[Pointing and labeling entries]
------------------------------

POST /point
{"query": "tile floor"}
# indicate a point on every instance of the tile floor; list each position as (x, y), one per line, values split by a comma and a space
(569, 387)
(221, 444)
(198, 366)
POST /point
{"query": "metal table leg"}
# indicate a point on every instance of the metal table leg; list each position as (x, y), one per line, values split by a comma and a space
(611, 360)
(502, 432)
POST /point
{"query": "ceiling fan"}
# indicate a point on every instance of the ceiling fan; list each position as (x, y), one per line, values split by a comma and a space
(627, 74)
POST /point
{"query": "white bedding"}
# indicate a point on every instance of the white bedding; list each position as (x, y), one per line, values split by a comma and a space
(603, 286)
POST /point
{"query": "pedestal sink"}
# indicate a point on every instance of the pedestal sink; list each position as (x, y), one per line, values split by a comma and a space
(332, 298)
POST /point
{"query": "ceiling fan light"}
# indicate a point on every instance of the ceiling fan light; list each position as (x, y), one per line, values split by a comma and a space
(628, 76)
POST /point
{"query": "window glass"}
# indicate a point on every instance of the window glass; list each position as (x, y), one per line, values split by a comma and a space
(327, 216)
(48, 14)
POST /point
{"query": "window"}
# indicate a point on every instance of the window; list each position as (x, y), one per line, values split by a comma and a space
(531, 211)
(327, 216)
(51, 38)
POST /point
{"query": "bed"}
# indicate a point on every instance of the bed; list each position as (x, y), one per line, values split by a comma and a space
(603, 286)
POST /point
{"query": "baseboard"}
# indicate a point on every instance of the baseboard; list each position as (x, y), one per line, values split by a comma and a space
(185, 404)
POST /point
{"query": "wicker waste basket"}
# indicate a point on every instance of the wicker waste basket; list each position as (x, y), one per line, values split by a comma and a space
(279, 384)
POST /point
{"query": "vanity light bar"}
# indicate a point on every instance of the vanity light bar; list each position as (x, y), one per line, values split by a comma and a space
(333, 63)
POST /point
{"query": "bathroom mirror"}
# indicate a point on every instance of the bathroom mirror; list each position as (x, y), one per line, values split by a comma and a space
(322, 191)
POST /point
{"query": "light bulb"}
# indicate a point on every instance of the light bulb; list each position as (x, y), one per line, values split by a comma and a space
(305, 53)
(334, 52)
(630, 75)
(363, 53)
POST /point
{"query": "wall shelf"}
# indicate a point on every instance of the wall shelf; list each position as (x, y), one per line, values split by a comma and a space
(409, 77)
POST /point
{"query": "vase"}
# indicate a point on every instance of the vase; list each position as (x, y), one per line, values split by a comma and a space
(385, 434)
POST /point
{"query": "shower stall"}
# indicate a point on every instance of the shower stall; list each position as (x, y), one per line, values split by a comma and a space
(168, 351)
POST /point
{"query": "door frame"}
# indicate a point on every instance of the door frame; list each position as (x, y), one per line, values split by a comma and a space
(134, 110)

------------------------------

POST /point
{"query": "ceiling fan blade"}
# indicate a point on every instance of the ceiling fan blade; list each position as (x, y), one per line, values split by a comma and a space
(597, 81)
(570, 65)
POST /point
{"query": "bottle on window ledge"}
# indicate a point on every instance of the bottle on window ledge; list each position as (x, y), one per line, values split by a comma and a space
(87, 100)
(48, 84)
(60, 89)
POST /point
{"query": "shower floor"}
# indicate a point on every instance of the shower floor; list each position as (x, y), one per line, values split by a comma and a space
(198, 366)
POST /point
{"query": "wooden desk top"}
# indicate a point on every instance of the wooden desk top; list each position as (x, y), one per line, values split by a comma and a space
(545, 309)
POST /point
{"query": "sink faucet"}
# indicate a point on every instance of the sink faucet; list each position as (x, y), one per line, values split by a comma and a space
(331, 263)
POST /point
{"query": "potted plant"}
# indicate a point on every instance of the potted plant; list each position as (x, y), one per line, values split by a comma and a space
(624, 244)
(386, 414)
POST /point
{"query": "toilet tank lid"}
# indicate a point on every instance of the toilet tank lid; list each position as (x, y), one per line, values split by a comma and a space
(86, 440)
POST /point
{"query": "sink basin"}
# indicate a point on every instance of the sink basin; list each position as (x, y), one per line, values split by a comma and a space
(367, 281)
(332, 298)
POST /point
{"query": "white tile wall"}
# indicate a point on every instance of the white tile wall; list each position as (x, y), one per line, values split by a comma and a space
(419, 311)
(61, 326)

------------------------------

EXERCISE BRIEF.
Pick out every line in the items above that holds the word "wooden", and copy each one in full.

TASK ANSWER.
{"query": "wooden desk top"}
# indicate a point on every instance of the wooden desk top; list each position as (x, y), one per line, values split by a comma and a space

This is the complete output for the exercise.